◆ DOCUMENT SEGMENT ◆
+ + + + +

People have the freedom to take or limit liability through ex ante agreements. They have the opportunity through voluntary exchanges (the contracting process) to use their property rights. Circumstances change and people are different. That is why an exchange, if voluntary, always benefits the exchanging parties. Strict liability in modern product law, however, negates any attempt to limit liability through agreements. "[...T]he concept is associated with the nearly complete abandonment of contract and the idea that the plaintiff should never bear the costs of his or her actions" (Cordato 1992, p. 101). The world, however, is one of error and risk: genuine surprise. How can a contract with its implied distribution of liability be just if it is based on the erroneous valuation of one or both of the partners? The market process is all about the correction of error. Entrepreneurship depends on error, of which we are never fully aware. The question is, "Is the error—yes or no—induced by one party, either positively or tacitly, on the basis of which consent is fraudulently obtained?" (cp. Kirzner 1979, p. 217). Genuine error, however, is completely different. Genuine error and its counterpart genuine surprise are unexpected. Such a possibility is never imagined. The correction of these errors should be seen as a gain; as something that was not there before—for better or worse. The possibility of genuine error is the spark that switches on entrepreneurial alertness. For both consumer and producer it is the core of the market process (Kirzner 1989, p. 107).

+ + + + +

◆ DATA EXCERPTS ◆
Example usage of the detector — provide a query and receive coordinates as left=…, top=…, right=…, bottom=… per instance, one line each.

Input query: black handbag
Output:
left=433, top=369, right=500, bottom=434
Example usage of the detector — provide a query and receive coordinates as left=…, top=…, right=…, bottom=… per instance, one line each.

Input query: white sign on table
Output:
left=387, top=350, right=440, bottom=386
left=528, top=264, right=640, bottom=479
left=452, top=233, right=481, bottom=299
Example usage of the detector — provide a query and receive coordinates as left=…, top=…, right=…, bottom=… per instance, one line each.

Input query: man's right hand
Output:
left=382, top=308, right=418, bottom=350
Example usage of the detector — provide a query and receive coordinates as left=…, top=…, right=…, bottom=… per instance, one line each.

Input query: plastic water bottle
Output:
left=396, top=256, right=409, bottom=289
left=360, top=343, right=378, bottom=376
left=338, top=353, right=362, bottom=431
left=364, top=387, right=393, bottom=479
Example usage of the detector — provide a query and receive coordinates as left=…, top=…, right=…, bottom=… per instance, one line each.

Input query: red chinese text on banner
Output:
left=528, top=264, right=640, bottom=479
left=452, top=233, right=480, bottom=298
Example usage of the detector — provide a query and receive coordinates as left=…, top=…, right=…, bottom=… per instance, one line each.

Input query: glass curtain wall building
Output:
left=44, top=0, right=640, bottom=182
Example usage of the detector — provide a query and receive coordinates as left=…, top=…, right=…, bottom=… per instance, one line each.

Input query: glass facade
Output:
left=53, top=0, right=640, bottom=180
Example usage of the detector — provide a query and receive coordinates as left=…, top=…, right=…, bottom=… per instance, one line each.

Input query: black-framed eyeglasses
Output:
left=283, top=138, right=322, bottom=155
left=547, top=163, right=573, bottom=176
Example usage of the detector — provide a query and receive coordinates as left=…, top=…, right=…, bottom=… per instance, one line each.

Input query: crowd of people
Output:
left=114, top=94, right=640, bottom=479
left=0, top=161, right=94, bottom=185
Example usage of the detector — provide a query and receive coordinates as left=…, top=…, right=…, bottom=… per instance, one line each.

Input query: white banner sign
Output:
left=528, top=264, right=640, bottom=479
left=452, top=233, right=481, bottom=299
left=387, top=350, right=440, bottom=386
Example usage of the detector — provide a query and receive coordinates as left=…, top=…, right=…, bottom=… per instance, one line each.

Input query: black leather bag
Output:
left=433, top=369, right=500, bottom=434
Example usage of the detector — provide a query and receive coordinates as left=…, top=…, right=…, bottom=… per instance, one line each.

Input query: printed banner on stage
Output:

+ + + + +

◆ SHORT EXERCISE A ◆
In the passage on liability and genuine error, what does the possibility of genuine error switch on?
◆ SHORT EXERCISE B ◆
Continue the passage on liability and genuine error from its last sentence, writing what comes next.

◆ WRITTEN ANSWER A ◆
Entrepreneurial alertness.

◆ WRITTEN ANSWER B ◆
The solution of Christainsen (1990) for incorporating entrepreneurship will not do.4 He wants the courts to carry out the process of discovery. There should not be a static governmental monopoly, but a private legal process of discovery. Courts have to compete to attract customers. "[J]udges use the knowledge embedded in customs and precedents, knowledge that is dispersed among millions of people and tested by centuries of experience" (Christainsen 1990, p. 497). The consumer, however, cannot hire an entrepreneur and let him do the work. Entrepreneurship is not scarce resource in the usual sense. If it is, indeed, potential entrepreneurs must be rewarded to offset the costs of exercising entrepreneurship. Until, however, "an opportunity has been discovered, no one knows how much to offer as an incentive for its discovery [...] (Kirzner 1989, p. 28). "To hire an 'entrepreneur' is to be an entrepreneur—simply shifting the problem back to the incentives that might galvanize this latter entrepreneur into action" (Kirzner 1989, p. 27). The notion of discovery is correct, but individuals must do it themselves. Why not bring liability back to the law of contracts—back, so to speak, to Epstein's stage one? Why not a contractual solution?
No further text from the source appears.